Поиск авторов по алфавиту

Вышеславцев Б.П., Вечное в русской философии. Введение

Основные проблемы мировой философии явля­ются, конечно, проблемами и русской философии. В этом смысле не существует никакой специально рус­ской философии. Но существует русский подход к мировым философским проблемам, русский способ их переживания и обсуждения. Разные нации замечают и ценят различные мысли и чувства в том богатстве содержания, которое дается каждым великим фило­софом. В этом смысле существует русский Платон, русский Плотин, русский Декарт, русский Паскаль и, конечно, русский Кант. Национализм в философии невозможен, как и в науке; но возможен преимущест­венный интерес к различным мировым проблемам и различным традициям мысли у различных наций.

Характерной чертой русской философии является ее связь с эллинизмом, с сократическим методом, с античной диалектикой платонизма. Эту традицию она получила вместе с византийским христианством и во­сточными отцами церкви, которые были сами перво­классными греческими философами. Думаю, что эта эллино-христианская традиция глубоко соединяет нас с мировой философией, которая восходит в конце концов к Сократу и диалогам Платона. Недаром один английский философ сказал, что вся новая философия есть не что иное, как непрерывный комментарий к диа­логам Платона.

Другой основной чертой, ярко выступающей в русской философии, является ее интерес к проблеме

7

 

 

Абсолютного. Изречение Гегеля: «Объект философии тот же, что и объект религии» — глубоко родствен­но русской душе и вместе с тем верно отражает тра­дицию эллинизма. Вся античная диалектика от Сок­рата до Плотина есть восхождение к Абсолютному, или искание Божества.

* Исходные данные
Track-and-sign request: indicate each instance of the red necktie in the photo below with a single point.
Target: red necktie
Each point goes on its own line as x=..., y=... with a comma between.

* Задания
1/ Ответьте по фрагменту страницы на вопросы, каждый ответ дайте с новой строки:
(a) Что, по словам фрагмента, невозможно в философии, как и в науке?
(b) С чем связана характерная черта русской философии?
(c) Чье изречение об объекте философии и объекте религии приведено во фрагменте?
2/ Перепишите из фрагмента страницы дословно отрывок, начиная со слов «Другой основной чертой, ярко» и заканчивая словами «или искание Божества.».

* Итоговые ответы
1/
(a) Национализм.
(b) С эллинизмом, с сократическим методом, с античной диалектикой платонизма.
(c) Гегеля.

2/
Другой основной чертой, ярко выступающей в русской философии, является ее интерес к проблеме

7

 

 

Абсолютного. Изречение Гегеля: «Объект философии тот же, что и объект религии» — глубоко родствен­но русской душе и вместе с тем верно отражает тра­дицию эллинизма. Вся античная диалектика от Сок­рата до Плотина есть восхождение к Абсолютному, или искание Божества.